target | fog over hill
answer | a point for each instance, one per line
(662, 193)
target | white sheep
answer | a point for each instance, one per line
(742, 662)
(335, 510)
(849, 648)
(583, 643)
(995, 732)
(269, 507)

▶ [Directions for this task] Could you update the material above by swapping "target" for "label" wherever it appears and leaving everything else as it is?

▶ [Worked answer]
label | fog over hill
answer | a point for each instance, one per line
(662, 193)
label | white sheep
answer | a point for each instance, one per line
(742, 662)
(335, 510)
(849, 648)
(583, 643)
(995, 732)
(269, 507)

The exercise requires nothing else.